## ENTRIES SHOWN
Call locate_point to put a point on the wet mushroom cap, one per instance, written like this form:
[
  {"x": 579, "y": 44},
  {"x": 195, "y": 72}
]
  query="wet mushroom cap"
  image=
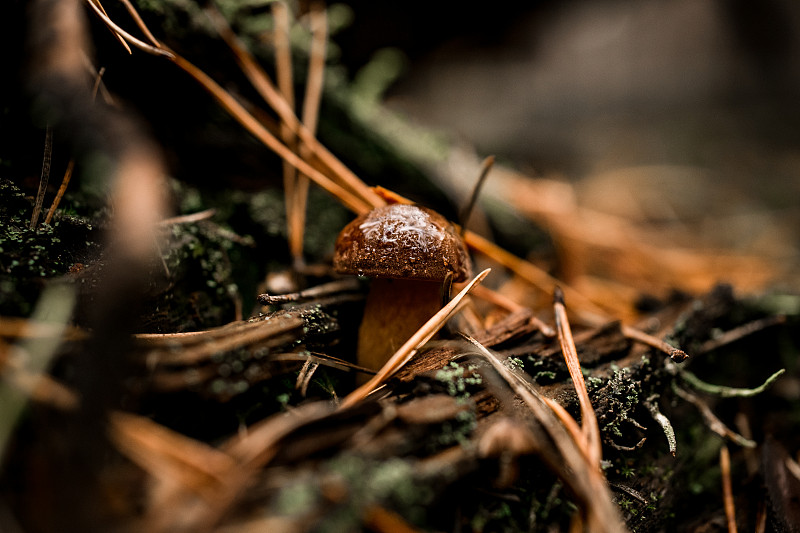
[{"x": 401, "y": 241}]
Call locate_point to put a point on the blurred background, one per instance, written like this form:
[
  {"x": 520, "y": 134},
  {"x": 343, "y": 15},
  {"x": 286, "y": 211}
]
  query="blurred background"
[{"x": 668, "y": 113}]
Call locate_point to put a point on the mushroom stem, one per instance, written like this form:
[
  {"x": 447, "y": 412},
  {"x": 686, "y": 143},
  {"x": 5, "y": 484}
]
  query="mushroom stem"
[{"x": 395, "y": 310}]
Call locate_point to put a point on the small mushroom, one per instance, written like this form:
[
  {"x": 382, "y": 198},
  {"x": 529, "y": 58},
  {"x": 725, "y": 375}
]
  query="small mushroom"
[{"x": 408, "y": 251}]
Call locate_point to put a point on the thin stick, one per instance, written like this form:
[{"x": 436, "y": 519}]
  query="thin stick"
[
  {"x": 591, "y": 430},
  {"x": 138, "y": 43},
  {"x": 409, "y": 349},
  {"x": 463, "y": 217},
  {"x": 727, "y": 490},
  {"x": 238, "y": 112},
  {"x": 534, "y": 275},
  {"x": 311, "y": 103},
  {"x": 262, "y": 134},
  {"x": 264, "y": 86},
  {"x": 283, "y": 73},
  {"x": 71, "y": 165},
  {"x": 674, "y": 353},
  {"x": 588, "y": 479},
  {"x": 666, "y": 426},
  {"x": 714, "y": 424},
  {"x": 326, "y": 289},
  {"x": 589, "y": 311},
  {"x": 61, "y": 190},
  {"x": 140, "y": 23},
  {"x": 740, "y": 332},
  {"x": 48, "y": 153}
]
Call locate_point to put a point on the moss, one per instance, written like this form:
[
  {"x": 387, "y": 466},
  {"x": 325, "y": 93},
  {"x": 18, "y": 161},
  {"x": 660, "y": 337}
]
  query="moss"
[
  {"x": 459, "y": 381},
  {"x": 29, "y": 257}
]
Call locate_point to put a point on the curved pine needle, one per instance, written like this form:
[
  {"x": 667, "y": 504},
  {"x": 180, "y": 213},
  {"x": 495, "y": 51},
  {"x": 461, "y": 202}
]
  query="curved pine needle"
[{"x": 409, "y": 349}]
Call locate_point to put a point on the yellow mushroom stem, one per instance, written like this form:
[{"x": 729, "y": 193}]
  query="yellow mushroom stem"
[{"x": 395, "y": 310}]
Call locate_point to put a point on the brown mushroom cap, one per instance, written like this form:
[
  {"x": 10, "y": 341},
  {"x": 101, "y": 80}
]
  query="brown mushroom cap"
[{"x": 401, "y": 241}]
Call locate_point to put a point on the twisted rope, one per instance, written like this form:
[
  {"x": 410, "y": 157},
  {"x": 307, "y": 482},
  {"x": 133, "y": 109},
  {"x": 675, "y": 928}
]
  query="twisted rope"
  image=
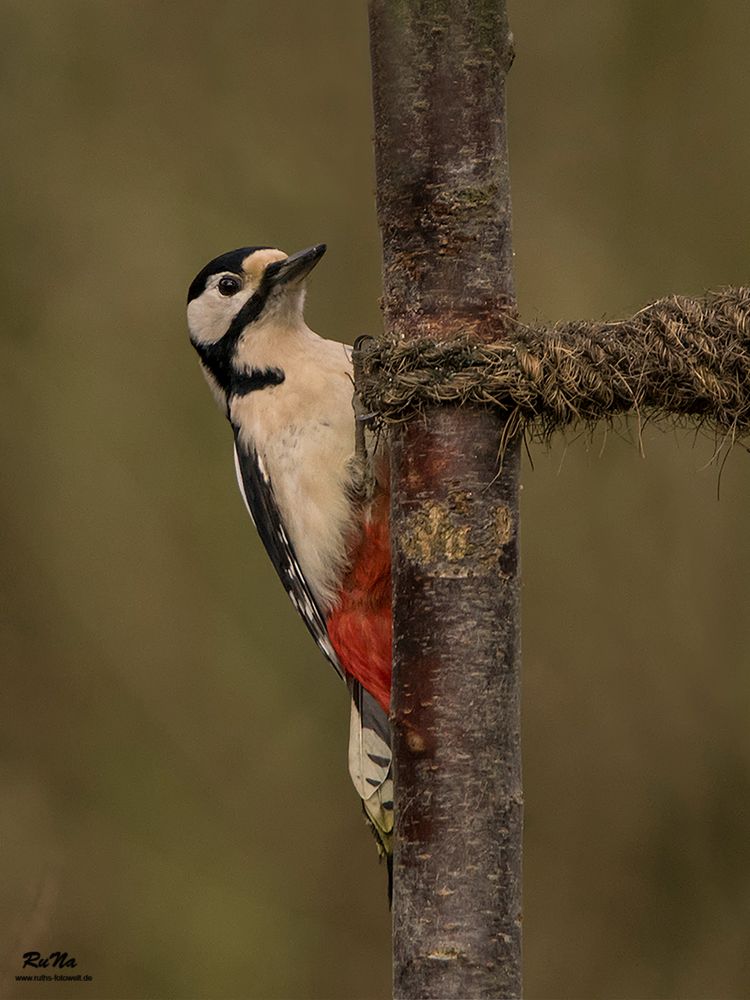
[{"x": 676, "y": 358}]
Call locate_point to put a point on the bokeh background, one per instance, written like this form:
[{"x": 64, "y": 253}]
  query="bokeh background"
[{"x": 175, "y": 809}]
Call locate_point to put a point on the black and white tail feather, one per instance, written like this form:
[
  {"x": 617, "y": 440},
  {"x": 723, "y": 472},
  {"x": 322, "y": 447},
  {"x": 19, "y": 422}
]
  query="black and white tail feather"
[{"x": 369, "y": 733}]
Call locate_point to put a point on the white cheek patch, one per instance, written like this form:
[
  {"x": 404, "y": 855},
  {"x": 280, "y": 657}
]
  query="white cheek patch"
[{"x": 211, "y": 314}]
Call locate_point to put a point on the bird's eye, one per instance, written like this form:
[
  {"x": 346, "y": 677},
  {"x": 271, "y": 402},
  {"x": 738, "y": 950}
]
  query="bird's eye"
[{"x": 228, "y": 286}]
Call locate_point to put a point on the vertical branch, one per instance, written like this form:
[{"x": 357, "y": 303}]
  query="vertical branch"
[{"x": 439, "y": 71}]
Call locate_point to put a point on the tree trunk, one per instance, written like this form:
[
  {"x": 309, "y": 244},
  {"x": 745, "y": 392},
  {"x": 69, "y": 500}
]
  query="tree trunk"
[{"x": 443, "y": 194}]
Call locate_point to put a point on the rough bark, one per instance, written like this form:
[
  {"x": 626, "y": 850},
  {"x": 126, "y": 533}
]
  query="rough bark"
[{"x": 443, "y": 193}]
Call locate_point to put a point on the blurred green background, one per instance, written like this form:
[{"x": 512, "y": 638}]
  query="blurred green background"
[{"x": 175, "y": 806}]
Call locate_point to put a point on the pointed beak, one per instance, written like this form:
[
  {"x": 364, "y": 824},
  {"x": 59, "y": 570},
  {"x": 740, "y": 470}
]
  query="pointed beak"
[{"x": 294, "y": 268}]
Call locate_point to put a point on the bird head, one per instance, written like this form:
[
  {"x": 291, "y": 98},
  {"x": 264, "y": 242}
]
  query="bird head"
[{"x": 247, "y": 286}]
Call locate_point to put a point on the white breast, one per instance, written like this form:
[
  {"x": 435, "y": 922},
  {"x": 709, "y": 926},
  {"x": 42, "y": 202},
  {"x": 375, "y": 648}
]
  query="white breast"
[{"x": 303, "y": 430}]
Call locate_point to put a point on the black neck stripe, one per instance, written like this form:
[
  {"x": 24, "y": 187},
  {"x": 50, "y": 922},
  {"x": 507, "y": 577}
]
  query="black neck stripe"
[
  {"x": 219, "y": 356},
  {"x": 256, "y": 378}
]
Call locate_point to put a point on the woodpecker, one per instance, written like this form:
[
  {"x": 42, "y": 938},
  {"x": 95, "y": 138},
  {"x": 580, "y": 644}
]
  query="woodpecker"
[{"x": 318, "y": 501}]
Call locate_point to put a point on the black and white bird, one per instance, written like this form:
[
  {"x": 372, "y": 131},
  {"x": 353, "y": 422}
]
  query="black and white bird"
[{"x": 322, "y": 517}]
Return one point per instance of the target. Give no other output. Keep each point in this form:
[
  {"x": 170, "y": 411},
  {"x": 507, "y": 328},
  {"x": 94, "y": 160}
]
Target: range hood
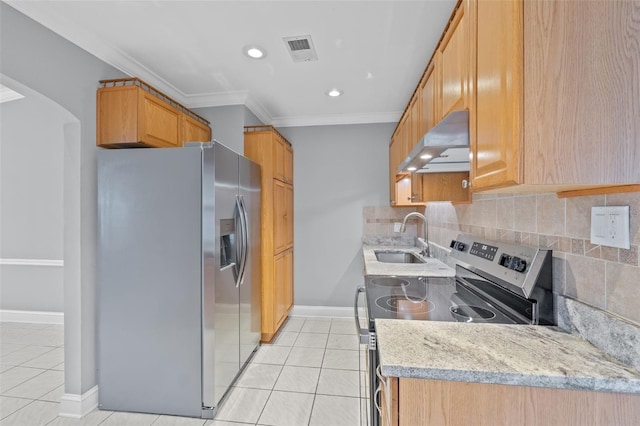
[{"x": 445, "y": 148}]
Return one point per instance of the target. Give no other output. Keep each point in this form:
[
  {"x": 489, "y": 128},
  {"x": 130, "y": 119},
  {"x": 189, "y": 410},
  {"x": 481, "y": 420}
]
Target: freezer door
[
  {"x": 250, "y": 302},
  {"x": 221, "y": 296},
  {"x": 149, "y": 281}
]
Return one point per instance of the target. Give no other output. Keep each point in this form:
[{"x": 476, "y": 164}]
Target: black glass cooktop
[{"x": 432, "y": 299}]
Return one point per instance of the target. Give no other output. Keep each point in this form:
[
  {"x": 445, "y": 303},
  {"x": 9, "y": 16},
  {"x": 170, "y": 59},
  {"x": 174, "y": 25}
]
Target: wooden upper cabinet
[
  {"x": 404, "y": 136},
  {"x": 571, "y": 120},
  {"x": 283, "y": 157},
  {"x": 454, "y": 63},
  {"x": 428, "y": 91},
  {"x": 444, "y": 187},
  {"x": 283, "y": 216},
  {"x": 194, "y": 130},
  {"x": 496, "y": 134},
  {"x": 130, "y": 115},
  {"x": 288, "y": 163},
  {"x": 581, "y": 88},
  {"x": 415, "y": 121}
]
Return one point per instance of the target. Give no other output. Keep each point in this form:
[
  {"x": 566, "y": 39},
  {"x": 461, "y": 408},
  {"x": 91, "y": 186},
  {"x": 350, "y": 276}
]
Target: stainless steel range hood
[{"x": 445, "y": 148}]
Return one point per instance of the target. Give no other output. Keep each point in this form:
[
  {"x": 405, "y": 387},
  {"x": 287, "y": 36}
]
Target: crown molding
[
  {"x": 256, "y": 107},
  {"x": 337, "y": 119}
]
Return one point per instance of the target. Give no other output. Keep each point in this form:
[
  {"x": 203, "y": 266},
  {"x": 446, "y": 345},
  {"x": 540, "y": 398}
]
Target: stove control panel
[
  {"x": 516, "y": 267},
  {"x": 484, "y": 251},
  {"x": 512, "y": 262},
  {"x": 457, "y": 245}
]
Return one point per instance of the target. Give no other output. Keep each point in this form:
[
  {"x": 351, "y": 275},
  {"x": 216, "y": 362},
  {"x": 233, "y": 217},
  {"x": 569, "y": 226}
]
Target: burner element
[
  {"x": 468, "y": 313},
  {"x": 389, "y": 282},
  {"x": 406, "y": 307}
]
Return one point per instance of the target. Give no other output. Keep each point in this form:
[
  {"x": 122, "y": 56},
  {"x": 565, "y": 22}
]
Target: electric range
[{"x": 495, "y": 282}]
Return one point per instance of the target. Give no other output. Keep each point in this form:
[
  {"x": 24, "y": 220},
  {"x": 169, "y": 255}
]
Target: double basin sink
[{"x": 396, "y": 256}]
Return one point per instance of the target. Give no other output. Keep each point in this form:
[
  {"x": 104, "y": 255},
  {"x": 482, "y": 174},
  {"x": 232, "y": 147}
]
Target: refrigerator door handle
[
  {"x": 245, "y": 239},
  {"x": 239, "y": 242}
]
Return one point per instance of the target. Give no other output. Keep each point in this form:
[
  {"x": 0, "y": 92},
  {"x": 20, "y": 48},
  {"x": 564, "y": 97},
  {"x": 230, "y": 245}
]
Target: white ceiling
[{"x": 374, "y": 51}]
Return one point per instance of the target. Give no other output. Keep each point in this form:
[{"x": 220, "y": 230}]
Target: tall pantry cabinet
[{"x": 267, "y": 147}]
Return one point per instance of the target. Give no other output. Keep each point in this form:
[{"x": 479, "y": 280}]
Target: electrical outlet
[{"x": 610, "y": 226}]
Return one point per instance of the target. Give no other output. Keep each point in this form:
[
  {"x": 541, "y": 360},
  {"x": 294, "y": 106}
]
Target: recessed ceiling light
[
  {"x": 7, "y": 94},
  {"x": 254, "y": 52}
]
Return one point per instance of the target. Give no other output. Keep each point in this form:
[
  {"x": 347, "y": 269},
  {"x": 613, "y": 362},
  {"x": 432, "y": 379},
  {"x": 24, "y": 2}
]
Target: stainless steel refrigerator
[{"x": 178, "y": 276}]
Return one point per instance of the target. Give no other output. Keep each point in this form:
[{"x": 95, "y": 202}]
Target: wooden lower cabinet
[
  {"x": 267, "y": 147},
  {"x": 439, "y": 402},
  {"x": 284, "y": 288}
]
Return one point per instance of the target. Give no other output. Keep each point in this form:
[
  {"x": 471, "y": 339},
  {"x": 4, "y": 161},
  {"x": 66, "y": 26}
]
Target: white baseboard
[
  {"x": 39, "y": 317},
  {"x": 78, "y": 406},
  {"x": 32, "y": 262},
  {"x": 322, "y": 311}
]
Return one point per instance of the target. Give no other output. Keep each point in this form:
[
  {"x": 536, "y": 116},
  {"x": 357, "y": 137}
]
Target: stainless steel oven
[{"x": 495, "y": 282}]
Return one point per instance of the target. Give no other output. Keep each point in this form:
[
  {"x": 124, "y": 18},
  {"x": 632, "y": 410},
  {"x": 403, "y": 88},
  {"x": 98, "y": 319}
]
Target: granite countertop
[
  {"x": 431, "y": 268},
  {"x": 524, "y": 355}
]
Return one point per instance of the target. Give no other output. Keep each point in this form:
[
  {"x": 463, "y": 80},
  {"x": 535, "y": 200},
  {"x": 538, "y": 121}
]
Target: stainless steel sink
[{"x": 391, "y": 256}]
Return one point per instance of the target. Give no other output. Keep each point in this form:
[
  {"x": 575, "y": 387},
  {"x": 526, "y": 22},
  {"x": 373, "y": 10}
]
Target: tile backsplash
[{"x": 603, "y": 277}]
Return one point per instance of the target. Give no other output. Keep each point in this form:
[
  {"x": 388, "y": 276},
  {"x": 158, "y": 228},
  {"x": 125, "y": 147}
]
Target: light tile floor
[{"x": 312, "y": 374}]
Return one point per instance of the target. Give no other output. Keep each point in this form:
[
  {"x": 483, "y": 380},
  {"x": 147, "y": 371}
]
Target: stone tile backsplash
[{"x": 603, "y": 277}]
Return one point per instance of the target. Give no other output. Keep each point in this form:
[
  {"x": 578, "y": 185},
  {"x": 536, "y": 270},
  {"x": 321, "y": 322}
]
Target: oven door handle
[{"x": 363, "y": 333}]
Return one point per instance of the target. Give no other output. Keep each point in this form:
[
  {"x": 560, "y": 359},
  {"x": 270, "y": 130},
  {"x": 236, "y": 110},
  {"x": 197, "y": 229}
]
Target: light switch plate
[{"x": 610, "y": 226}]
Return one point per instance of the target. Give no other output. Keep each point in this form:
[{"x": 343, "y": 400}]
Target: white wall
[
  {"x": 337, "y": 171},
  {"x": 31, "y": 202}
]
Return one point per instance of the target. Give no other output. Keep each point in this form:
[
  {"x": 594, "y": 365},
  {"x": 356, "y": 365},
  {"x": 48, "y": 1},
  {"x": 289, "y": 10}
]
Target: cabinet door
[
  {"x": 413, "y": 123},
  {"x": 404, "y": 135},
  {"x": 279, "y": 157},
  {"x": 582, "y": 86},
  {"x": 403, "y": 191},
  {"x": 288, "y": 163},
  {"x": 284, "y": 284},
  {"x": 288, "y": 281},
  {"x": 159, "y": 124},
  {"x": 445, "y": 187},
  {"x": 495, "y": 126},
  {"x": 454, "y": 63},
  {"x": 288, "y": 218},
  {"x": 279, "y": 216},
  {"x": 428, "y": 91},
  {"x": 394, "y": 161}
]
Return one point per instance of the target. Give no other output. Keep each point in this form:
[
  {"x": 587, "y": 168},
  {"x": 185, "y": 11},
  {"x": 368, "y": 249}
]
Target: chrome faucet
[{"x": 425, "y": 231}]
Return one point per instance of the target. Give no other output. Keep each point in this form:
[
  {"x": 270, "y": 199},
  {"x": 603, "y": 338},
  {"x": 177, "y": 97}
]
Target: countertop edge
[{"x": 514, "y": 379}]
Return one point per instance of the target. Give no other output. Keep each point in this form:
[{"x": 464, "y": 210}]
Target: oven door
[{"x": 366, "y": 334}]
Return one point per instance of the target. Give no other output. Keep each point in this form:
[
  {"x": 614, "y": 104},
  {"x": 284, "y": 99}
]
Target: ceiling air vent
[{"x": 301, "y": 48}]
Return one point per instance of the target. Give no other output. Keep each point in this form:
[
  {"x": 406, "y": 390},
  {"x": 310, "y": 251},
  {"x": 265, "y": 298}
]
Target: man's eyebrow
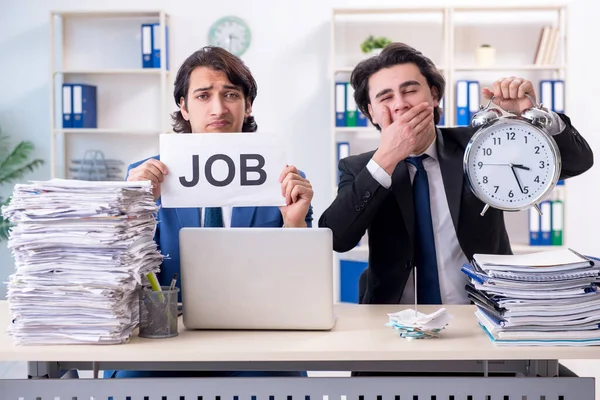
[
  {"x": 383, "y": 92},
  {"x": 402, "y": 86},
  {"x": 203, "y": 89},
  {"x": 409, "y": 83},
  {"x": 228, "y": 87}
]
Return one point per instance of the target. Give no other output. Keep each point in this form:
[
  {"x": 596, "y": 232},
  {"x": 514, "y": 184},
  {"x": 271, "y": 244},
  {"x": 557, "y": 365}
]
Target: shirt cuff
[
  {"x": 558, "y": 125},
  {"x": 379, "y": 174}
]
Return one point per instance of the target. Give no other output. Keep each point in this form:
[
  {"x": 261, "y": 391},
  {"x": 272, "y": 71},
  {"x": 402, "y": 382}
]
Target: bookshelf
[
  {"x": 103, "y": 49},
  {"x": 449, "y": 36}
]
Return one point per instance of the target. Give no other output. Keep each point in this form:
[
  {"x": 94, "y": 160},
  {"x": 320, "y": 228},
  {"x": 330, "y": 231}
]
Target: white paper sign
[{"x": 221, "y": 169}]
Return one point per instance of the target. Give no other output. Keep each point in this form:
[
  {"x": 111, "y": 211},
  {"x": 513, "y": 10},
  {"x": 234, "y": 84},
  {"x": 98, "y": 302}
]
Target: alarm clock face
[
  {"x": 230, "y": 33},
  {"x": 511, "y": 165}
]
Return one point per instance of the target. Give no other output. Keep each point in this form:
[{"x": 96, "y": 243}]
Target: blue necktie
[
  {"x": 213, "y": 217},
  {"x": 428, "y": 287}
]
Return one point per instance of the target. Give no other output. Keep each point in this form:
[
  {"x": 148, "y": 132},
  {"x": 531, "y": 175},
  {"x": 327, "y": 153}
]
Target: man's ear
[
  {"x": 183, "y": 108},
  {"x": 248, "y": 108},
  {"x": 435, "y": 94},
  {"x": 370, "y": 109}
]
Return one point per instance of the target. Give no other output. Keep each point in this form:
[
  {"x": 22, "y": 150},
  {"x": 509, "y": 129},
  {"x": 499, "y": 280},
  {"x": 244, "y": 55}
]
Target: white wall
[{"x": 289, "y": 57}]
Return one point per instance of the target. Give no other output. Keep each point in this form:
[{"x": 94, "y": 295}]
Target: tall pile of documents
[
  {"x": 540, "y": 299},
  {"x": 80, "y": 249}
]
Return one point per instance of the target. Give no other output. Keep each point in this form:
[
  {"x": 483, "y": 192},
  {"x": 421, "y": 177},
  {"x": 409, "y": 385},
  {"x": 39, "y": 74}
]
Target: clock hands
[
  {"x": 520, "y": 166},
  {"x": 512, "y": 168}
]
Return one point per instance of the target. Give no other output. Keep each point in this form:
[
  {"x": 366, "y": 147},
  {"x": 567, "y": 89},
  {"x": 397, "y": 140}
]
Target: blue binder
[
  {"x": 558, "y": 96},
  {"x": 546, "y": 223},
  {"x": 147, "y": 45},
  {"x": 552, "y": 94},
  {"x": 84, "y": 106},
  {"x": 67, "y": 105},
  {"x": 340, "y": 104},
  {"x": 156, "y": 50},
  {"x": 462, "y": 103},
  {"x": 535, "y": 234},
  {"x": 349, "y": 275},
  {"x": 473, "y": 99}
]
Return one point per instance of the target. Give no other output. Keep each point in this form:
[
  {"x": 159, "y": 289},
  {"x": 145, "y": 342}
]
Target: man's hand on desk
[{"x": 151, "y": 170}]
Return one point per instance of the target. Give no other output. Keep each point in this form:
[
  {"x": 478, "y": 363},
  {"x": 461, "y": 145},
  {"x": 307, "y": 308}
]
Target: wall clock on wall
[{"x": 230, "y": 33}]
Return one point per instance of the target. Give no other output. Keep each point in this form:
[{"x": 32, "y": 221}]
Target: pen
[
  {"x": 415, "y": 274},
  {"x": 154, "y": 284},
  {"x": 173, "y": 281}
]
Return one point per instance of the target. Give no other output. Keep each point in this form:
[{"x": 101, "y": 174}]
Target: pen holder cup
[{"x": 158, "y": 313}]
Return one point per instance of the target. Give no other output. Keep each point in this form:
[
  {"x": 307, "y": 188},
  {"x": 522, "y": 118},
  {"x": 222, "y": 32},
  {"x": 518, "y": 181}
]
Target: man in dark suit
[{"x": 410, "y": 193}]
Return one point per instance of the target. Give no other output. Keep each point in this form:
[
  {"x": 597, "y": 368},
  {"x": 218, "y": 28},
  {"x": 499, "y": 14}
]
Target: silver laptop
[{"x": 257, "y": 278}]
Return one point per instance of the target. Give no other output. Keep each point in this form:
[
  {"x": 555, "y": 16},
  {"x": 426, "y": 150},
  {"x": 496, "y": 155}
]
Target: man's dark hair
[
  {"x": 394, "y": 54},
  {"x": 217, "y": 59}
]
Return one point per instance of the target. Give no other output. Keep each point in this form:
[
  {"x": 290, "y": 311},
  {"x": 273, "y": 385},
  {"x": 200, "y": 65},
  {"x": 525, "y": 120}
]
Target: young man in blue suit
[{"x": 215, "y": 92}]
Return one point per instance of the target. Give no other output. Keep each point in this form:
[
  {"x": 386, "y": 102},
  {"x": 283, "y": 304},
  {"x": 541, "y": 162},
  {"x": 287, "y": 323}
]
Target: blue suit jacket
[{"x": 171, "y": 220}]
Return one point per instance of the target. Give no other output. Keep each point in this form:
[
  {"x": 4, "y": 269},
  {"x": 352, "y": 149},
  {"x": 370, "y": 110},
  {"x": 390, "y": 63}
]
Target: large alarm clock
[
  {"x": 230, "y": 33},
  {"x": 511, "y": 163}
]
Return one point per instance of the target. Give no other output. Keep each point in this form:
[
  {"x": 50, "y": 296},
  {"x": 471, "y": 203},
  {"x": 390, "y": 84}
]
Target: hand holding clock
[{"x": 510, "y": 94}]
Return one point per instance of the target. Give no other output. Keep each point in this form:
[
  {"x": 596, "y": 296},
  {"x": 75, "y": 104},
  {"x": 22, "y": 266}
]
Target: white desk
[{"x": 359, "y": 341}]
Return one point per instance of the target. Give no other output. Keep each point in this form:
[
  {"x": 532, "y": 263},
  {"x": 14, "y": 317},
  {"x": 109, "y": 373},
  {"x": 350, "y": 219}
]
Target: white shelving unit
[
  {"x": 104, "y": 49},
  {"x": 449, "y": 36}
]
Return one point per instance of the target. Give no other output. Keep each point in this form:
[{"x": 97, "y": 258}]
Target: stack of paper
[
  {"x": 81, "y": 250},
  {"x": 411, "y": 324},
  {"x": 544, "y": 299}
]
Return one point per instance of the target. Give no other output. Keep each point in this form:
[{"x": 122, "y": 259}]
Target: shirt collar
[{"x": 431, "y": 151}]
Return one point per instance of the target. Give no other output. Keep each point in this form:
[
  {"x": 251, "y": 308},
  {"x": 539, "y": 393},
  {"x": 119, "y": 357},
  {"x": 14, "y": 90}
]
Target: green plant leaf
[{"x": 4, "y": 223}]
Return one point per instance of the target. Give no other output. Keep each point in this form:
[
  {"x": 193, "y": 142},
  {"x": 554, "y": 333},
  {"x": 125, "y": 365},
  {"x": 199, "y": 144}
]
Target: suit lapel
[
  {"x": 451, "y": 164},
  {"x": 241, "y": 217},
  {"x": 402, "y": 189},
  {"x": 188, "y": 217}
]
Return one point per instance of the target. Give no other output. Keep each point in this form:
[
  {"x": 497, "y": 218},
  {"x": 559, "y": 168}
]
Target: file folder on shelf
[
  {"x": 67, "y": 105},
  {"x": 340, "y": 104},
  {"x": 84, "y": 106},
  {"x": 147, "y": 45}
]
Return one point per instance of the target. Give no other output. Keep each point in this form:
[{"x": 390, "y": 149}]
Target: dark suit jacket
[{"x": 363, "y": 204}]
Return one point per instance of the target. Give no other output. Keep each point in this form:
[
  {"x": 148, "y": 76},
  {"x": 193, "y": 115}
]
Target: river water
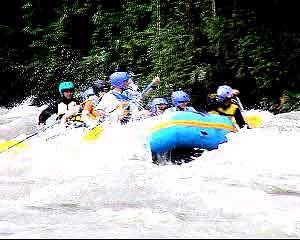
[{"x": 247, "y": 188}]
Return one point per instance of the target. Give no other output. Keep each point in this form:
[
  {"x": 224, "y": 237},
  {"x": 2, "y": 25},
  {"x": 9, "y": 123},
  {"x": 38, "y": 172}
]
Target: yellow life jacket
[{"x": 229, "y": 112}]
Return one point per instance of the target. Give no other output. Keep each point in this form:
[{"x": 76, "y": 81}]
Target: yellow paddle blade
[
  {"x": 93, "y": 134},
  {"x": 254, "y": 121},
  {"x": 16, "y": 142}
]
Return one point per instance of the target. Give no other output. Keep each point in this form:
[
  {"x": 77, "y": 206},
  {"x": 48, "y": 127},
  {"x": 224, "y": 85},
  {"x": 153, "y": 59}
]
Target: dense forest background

## ACTIVITY
If a line in the records includes the string "twisted", copy it.

## RESULT BELOW
Call locate_point to put a point on the twisted rope, one per instance, written like this form:
  query="twisted rope"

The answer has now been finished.